_What you will do_
Duplicate, word for word, the portion of the self-defense class passage that opens with the words containing "Recalling the scary" and closes with "show up, too.".

_Excerpt to read_
The next sessions teach the women different physical techniques before moving onto the final day of simulations, when they have the opportunity to practice their newly learned techniques on “aggressors” wearing special protective equipment in realistic training scenarios.
By the time Tracy made it to those simulations, so much had already changed. Confidence was surging through her. She felt educated with new ways to defend herself. And, most importantly, she says, the course made her think smarter when she’s navigating the world — getting money at an ATM or parking her car in the lot of department store, for instance.
Recalling the scary incident from her 20s, she says, “I would have used the techniques that I learned in that class. It teaches you to be aware of your surroundings and protect yourself in a dangerous situation when certain things come up.”
Classes attract women of all different ages, backgrounds, and ethnicities, Millar says. Mother-daughter pairs show up, too.
“It’s nice because the daughters get to see that the moms can do it,” Millar says, “and then the moms will have peace of mind knowing that the daughters know it before they go off to college.”

_Listed entries_

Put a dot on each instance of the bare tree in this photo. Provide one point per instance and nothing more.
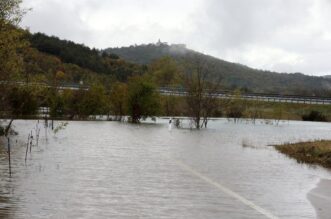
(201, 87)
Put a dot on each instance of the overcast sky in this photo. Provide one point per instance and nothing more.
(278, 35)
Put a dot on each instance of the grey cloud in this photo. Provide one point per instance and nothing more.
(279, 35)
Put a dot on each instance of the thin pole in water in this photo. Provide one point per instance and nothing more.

...

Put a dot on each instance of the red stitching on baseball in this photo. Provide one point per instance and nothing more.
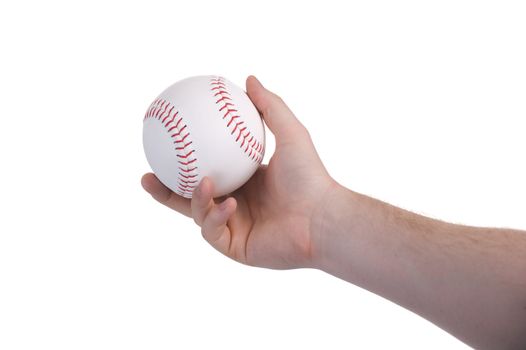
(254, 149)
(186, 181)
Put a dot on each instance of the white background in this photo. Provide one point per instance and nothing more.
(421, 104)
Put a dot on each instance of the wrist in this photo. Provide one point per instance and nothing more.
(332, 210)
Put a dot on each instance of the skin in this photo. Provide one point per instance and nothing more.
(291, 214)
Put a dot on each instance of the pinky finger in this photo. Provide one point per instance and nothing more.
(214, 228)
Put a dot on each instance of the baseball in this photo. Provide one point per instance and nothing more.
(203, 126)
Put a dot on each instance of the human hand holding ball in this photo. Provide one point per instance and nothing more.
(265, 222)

==

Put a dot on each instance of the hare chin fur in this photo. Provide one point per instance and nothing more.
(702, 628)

_Answer area_
Recalling the scary incident from her 20s, she says, “I would have used the techniques that I learned in that class. It teaches you to be aware of your surroundings and protect yourself in a dangerous situation when certain things come up.”
Classes attract women of all different ages, backgrounds, and ethnicities, Millar says. Mother-daughter pairs show up, too.